EXCERPTED TEXT =
= = = =
Trying the All-Too-Common Dog Bite Case

In 2009 the Centers for Disease Control and Prevention studied the incidence rate of dog bites and found that an estimated 4.5 million dog bites that occur annually nationwide result in over 300,000 hospital emergency department (ED) visits. An ED visit following a dog bite is on average about 50% more expensive than for any other reason.
 
A 1932 California law, Civil Code section 3342, holds dog owners strictly liable – meaning that an injured plaintiff is not required to prove any knowledge or mental state on the part of the dog owner – for injuries caused by the dog when the person injured was attacked in a public place “or lawfully in a private place.” Liability for a dog attack may extend to persons other than the dog’s owner, but they are not covered by the strict liability statute, and a plaintiff therefore would have to prove additional facts to recover damages from such third parties. For example, a landlord or the dog’s “keeper” may be liable for injuries caused by a dog, but only when he or she knew, actually or constructively, of the dog’s dangerous or vicious propensities.
= = = =
EXTRACTED ENTRIES =
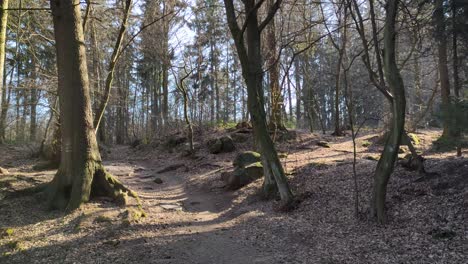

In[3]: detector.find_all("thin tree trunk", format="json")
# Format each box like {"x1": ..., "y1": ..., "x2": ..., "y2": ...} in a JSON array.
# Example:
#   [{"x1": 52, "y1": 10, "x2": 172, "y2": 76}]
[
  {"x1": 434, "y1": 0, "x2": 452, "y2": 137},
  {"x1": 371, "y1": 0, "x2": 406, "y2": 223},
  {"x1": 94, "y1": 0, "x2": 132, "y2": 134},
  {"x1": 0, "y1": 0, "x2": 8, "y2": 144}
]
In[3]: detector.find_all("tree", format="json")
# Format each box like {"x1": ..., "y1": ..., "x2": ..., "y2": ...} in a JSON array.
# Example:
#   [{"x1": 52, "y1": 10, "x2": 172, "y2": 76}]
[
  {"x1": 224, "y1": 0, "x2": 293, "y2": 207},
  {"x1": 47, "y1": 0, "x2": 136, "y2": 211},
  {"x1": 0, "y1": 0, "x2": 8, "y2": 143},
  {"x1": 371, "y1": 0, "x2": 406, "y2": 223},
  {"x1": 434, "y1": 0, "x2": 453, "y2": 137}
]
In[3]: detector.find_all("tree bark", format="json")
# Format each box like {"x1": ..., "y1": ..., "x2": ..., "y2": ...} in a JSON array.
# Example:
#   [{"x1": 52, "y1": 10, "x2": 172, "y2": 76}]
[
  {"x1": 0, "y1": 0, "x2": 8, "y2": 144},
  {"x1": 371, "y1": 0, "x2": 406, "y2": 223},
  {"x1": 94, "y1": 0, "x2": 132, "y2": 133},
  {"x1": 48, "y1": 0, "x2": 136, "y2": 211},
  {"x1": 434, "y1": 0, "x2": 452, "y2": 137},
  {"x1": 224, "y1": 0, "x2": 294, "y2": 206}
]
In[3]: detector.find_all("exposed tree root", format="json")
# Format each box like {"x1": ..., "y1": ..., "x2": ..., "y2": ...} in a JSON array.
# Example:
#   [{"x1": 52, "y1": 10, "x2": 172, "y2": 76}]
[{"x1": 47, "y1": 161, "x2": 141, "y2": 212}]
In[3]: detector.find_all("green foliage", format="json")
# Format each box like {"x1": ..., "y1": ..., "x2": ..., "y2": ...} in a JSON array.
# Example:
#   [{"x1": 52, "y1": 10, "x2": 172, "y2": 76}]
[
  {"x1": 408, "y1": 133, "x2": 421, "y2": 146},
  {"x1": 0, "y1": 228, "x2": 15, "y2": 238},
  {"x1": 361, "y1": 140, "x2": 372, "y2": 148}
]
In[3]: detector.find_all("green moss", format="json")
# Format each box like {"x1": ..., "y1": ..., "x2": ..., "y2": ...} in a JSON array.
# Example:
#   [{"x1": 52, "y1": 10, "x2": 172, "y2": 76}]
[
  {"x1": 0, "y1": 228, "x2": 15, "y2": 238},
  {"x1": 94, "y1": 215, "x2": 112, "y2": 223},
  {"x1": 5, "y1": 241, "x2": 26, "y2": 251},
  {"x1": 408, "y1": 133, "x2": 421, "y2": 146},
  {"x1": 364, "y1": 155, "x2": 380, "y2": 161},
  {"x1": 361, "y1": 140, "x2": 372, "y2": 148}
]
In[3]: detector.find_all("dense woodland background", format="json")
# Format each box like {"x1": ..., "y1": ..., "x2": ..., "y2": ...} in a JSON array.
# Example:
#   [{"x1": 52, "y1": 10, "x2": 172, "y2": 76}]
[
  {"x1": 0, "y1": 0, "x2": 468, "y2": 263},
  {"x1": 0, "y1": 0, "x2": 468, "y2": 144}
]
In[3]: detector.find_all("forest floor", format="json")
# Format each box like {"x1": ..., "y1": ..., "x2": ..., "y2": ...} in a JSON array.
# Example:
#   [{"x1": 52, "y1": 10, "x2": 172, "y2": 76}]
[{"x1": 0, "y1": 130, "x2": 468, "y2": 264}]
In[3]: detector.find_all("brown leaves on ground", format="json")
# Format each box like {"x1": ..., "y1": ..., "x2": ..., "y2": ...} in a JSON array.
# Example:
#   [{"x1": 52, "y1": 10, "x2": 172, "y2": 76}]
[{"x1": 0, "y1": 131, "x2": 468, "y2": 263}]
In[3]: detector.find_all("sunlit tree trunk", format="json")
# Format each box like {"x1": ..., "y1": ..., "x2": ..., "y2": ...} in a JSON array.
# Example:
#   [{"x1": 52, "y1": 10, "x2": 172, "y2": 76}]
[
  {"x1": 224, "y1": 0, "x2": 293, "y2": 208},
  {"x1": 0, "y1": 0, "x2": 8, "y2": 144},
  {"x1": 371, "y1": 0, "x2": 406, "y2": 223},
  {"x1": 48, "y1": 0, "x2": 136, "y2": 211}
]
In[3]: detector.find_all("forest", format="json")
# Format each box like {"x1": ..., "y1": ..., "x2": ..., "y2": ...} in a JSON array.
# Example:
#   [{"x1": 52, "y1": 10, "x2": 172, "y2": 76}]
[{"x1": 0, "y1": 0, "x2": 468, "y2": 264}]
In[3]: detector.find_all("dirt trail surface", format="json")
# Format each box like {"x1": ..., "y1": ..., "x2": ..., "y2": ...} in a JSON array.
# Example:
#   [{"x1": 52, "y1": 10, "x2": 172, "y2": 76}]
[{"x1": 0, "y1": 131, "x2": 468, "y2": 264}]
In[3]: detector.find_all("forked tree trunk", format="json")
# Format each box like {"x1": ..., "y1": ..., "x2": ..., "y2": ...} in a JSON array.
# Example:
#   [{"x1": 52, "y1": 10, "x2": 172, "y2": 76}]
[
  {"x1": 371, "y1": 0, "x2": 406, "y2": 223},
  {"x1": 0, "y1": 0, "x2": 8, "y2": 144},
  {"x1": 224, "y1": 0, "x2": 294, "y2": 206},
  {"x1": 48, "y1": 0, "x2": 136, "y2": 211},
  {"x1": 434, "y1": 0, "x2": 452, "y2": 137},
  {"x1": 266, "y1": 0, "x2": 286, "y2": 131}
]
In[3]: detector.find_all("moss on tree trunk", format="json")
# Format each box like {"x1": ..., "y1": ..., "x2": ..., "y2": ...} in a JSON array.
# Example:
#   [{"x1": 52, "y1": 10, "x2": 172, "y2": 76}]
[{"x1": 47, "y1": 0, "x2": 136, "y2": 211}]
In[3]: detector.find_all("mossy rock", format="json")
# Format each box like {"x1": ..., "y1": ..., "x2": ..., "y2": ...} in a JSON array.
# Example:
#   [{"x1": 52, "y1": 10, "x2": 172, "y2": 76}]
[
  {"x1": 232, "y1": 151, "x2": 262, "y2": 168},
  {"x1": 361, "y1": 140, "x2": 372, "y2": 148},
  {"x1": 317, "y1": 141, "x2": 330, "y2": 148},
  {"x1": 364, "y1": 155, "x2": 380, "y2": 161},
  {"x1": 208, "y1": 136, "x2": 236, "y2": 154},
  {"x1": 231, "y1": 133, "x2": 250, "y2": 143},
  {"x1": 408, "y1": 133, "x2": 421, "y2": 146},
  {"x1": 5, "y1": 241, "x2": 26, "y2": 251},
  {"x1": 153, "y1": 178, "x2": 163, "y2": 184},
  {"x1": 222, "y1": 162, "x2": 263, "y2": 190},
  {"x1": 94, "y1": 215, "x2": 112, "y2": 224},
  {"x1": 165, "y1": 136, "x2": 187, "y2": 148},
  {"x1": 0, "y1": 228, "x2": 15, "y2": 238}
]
= = = =
WORK REQUIRED = Could you carry on the dog bite article from the point where it stops? The data has nothing to do with the dog bite article.

RESULT OF THIS EXERCISE =
 
Dog bite cases often involve additional thorny legal issues such as disputed insurance coverage, comparative fault, or assumption of risk, not to mention practical concerns at trial with jurors potentially imagining themselves sitting in the defendant’s seat. Although the majority of dog bite cases Janssen Malloy LP takes involve representing the injured individual, in a handful of cases we are retained to represent the dog’s owner, or a homeowner accused of knowing about the dog’s dangerous character. Having experience on both sides of the case is invaluable, as are the decades of expertise we bring to bear, including arguing a dog bite case before the California Supreme Court.